┌─ STORED ROWS
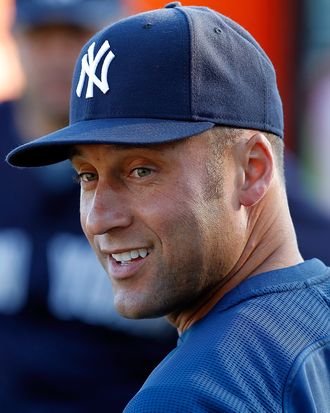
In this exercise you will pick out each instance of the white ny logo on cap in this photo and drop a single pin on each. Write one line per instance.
(89, 65)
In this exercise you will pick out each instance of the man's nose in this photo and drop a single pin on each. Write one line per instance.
(108, 209)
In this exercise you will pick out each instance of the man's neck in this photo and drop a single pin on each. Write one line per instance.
(271, 246)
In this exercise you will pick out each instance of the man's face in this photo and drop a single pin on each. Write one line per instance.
(151, 216)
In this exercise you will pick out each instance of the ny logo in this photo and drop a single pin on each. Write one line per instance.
(89, 65)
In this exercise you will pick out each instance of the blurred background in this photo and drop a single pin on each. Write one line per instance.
(63, 347)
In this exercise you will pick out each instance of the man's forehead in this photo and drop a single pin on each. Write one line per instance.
(86, 149)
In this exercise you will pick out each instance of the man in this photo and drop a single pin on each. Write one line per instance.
(176, 137)
(63, 346)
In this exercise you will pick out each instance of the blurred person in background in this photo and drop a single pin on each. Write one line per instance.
(63, 348)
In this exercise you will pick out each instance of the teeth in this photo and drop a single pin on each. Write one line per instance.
(129, 255)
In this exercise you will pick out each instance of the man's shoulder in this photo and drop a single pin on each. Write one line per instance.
(239, 356)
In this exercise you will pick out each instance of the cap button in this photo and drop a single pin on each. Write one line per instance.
(172, 5)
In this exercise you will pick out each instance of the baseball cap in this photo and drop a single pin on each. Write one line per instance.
(161, 76)
(88, 14)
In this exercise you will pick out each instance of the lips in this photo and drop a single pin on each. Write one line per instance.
(128, 256)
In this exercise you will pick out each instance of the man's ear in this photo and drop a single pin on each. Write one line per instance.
(257, 164)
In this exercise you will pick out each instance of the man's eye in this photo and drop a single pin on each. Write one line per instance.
(141, 172)
(86, 177)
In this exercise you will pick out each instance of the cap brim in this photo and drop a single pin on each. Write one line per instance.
(56, 146)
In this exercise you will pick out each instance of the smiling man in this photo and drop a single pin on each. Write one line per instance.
(176, 135)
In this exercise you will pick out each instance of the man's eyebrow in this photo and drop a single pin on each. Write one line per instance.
(75, 151)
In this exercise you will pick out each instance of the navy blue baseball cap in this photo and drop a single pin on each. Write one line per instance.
(87, 14)
(161, 76)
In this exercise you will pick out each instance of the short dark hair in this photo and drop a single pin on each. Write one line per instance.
(223, 137)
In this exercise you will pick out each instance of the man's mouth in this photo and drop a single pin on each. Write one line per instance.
(128, 256)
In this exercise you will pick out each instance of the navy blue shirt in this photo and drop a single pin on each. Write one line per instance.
(264, 347)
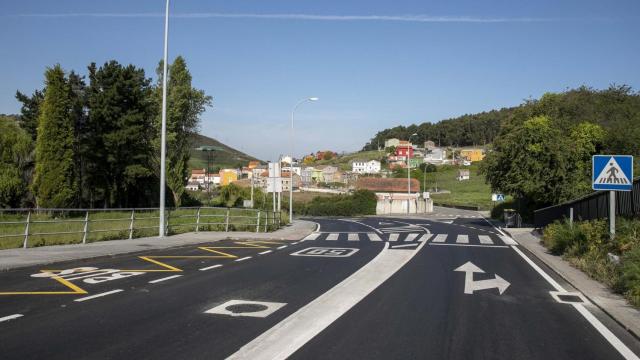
└─
▶ **DIRECTION**
Pull out each line of the entries above that contains the string "blue", treating uppercase and lowercase as different.

▶ **COMPLETED TASK**
In this exercise you will pick out each instance of the navy blue baseball cap in this photo and drop a single pin on each. Write one line per instance.
In this exercise you will pick out each instance of the navy blue shirt in this photo and drop a single pin on each. Write one line per instance.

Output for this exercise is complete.